-------- Provided records --------

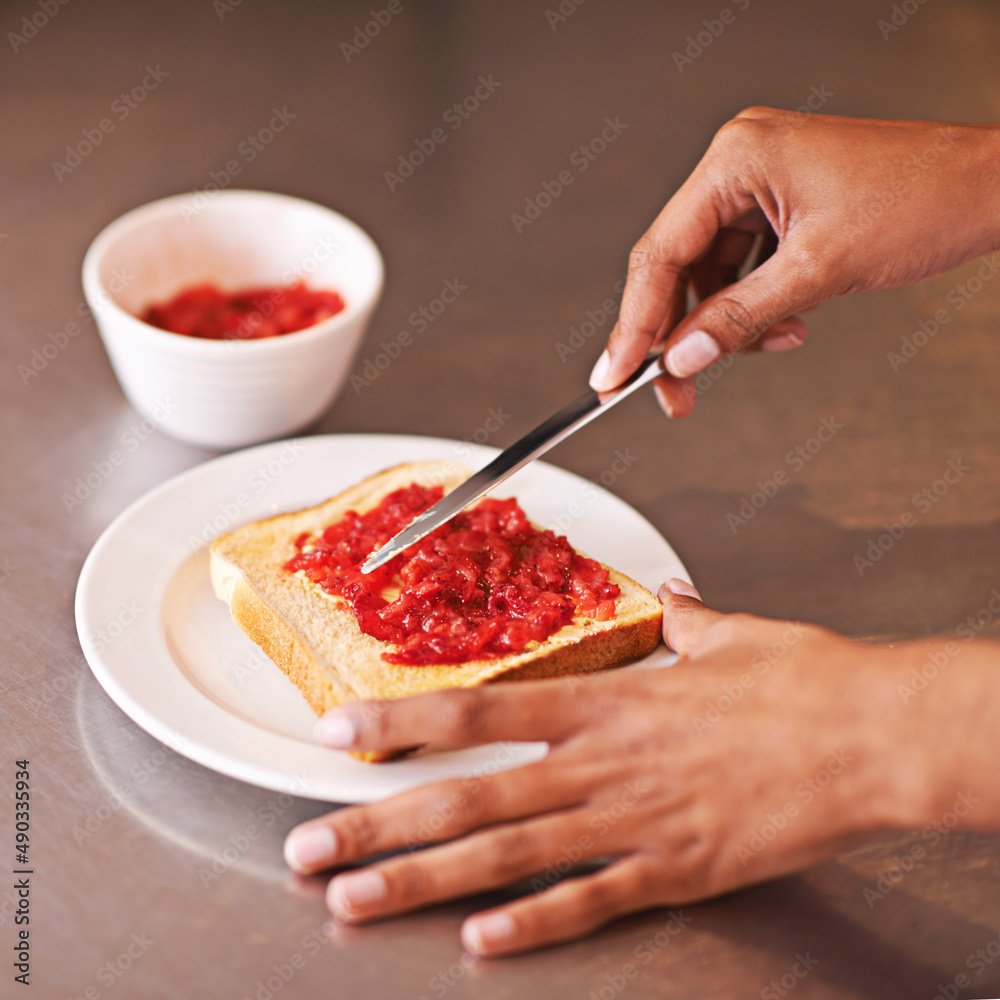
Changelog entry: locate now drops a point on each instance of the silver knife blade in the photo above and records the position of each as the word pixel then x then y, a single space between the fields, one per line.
pixel 547 435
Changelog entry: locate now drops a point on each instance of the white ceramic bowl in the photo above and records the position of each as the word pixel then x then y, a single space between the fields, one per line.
pixel 230 393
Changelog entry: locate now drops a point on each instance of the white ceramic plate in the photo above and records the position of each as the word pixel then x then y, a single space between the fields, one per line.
pixel 166 651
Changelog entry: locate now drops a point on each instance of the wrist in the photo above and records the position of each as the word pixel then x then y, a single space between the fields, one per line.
pixel 934 713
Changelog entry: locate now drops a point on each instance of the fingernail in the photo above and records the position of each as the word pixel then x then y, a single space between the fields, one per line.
pixel 682 588
pixel 359 890
pixel 309 846
pixel 599 376
pixel 335 730
pixel 480 934
pixel 782 342
pixel 695 352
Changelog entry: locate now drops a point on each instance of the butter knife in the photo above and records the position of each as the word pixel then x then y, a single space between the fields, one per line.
pixel 545 436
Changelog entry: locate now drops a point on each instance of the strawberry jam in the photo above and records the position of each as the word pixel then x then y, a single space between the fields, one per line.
pixel 251 314
pixel 484 585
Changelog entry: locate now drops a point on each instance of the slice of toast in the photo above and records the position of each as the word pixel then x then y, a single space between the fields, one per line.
pixel 314 637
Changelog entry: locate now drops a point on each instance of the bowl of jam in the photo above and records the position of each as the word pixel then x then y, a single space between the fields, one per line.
pixel 232 318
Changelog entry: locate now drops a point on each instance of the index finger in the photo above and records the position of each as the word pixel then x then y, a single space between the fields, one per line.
pixel 682 231
pixel 551 710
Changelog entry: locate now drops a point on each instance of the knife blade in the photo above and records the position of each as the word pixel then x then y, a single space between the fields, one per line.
pixel 545 436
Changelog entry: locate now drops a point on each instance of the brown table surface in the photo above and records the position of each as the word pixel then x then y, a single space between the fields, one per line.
pixel 135 882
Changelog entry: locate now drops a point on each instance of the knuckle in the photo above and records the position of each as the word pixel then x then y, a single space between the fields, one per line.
pixel 735 133
pixel 359 830
pixel 509 853
pixel 599 896
pixel 463 713
pixel 759 111
pixel 408 882
pixel 648 260
pixel 375 718
pixel 742 326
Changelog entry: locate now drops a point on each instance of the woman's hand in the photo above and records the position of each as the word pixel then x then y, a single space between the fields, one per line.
pixel 763 750
pixel 840 205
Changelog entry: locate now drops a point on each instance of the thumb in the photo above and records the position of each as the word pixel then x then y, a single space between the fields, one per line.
pixel 685 618
pixel 736 317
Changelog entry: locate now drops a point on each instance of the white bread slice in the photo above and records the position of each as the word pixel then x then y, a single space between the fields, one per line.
pixel 315 638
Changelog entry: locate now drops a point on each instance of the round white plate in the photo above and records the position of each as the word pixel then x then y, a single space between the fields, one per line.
pixel 166 651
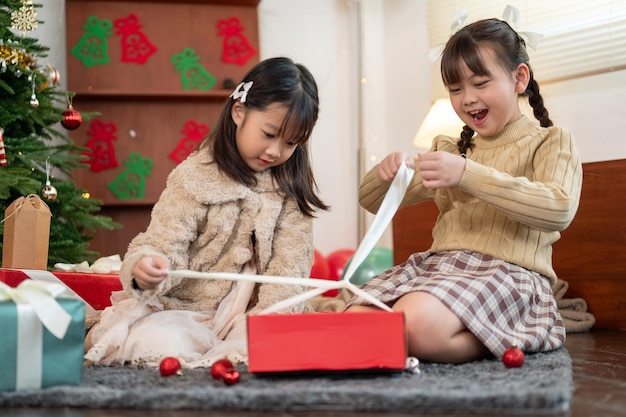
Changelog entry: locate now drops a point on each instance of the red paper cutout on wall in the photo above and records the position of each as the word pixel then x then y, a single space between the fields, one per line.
pixel 135 44
pixel 236 47
pixel 102 155
pixel 194 133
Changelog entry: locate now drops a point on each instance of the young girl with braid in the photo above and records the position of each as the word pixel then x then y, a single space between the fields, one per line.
pixel 505 190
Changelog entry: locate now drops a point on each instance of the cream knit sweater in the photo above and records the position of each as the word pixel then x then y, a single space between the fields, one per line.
pixel 519 190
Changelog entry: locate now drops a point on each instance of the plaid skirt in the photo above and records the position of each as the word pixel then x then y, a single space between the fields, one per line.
pixel 502 304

--------

• Task details
Copy all of the listing word for word, minus the images.

• Written answer
Changelog entry: locate now drops a point on each instance of the silver knife blade in the photo above and records the position of each as the word pixel then x then y, a single space between the fields, one per line.
pixel 547 435
Changelog entry: locate now drops a point on each instance of the white ceramic bowl in the photo above and records the position of each as the word pixel then x then y, a single space between the fields, one per line.
pixel 230 393
Changelog entry: locate now drops a point on each instance of the white ceramic plate in the photo above and records the position of each as the word pixel then x then y, a single space between the fields, one per line.
pixel 166 651
Changelog entry: locate now drops a point on each instance of the wrist in the photo above and records the position of each as the word pixel then x then y, a single space between the fields, one per line.
pixel 934 713
Changelog entry: locate now drops a point on each instance of the fingernail in the photo above and records the position of each as the word pixel then x then y, a single space between the fields, one per line.
pixel 682 588
pixel 359 890
pixel 309 846
pixel 599 376
pixel 335 730
pixel 480 934
pixel 782 342
pixel 695 352
Changelog entry: locate now drops a point on each instance of the butter knife in the photo above and records the position of each as the word pixel then x then y, a single space between the fields, one per line.
pixel 545 436
Changelog entry: locate now drops a point on each instance of the strawberry jam in the photo above and records the position of each as the word pixel then x then y, a single space between the fields, one per line.
pixel 251 314
pixel 484 585
Changelog entry: locate now drops a point on each instance of the slice of toast in the photo above and records the position of each as the word pixel then x then y, a single space between the fields, one per line.
pixel 314 637
Changelog entry: locate now drops a point on each instance of the bowl of jam in the photo above and records the position of each as the word pixel then x then y, a single space between the fields, one per line.
pixel 232 318
Changelog entry: locate now drops a point on each instance of the index finger in the photo above and records the position of each as the word pixel then x then y, a single space between the fields, one per line.
pixel 682 231
pixel 551 710
Changelog entry: locate now drops a point on each instance of the knife blade in the photo above and records the position of each as the word pixel then x then y, a single space between the fields, one per line.
pixel 545 436
Changelog entry: locate now drops a point on each instance of the brown table surface in the photo above and records the position of each as the word pixel then x then y, a single space between the fields, one per line.
pixel 135 882
Changelog entry: locate now drops a point on each instance of the knuckle in the photo above and records the position of each as the word pixel then x then y, a single space between the fields, one per line.
pixel 735 133
pixel 359 830
pixel 509 853
pixel 599 896
pixel 463 713
pixel 759 111
pixel 408 882
pixel 648 260
pixel 375 718
pixel 742 326
Changelog entry: locate now drops a point on each instance of the woman's hand in the photo above and records the position of each as the word pixel then x then y, a single space between the fields, one per line.
pixel 763 750
pixel 840 205
Changelog entry: locate now drops a point on each instance of the thumb in the photo above and records the position of each as the word pixel then x then y, a single space between the fields, one per line.
pixel 685 618
pixel 736 317
Changelog entry: locate now drops a point on each instance of the white bread slice in the photo above and records the position of each as the word pixel then x then y, a single space between the fields, one per line.
pixel 315 638
Changelog entry: locate now drops a point on each instance of the round white plate in the photo above and records the position of each as the word pixel then x then y, a single space between the fields, one per line.
pixel 166 651
Changelog entry: locate now drops a point on each instance of the red paper cutout on wall in the photo above and records the position of each as the word pixel then x then y, a single space between the fields, one per line.
pixel 135 44
pixel 236 47
pixel 102 155
pixel 194 133
Changelog entry: locate now drops a point on each instance of the young girl with braid in the photo above and records the position of each as the word pixel then x then y, a single space between the fields, one per line.
pixel 505 190
Changelog entry: locate now drops a point on each instance of the cream knit sweater in the photo above and records the position of each as the word pixel then x then y, a single space between the fields, one per line.
pixel 519 190
Changelog entry: locate now drops a point on each instance of the plaid skirt in the photo above and records the position of each as the word pixel then x then y, a single space between the fields, one per line.
pixel 502 304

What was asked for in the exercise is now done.